Instructions for the task
Counting from the line that holds "If you could point at the coffee", return each line exactly, through and including the last line of the entries.

(Beginning of Task material)

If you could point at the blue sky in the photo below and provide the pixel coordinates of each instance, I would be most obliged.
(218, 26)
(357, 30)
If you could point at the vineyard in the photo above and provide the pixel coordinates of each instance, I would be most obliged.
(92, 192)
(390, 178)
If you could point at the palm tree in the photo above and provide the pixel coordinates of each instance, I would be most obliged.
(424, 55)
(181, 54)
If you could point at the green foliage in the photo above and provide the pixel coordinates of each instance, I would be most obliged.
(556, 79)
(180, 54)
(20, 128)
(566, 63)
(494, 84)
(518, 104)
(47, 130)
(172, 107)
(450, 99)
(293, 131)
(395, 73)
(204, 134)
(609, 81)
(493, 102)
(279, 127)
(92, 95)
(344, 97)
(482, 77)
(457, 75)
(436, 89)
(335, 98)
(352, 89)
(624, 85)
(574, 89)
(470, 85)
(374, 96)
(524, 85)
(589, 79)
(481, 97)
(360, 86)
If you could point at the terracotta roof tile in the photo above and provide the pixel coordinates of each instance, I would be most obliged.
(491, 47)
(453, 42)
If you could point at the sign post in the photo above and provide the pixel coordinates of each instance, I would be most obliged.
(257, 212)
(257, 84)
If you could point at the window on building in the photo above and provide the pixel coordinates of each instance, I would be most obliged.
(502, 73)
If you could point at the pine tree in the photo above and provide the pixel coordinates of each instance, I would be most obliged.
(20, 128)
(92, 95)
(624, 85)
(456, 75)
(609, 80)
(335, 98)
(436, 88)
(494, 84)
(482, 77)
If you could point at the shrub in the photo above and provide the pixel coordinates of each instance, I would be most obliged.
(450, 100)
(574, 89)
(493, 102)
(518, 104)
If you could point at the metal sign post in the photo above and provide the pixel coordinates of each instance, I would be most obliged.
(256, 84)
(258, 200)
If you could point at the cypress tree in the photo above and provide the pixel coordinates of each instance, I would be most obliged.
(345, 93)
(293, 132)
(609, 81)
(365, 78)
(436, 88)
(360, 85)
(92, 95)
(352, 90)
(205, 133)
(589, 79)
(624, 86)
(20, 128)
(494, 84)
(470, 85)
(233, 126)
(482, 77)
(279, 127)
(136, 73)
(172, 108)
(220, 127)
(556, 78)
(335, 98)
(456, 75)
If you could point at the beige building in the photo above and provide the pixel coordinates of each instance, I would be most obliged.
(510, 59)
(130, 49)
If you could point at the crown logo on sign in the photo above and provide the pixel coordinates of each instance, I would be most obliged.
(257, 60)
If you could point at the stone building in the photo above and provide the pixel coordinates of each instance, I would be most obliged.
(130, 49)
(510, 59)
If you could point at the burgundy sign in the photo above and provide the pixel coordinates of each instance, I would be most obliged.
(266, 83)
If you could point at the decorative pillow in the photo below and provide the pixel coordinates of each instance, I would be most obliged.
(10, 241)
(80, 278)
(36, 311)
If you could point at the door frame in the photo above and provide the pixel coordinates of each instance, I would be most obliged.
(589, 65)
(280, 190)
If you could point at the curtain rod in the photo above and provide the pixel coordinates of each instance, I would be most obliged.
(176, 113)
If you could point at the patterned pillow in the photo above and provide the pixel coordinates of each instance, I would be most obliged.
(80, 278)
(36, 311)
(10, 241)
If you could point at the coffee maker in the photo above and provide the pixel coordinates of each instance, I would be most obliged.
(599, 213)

(End of Task material)

Written solution
If you could point at the coffee maker in the photo above and provide the pixel coordinates of each instance, I would be most obliged.
(599, 213)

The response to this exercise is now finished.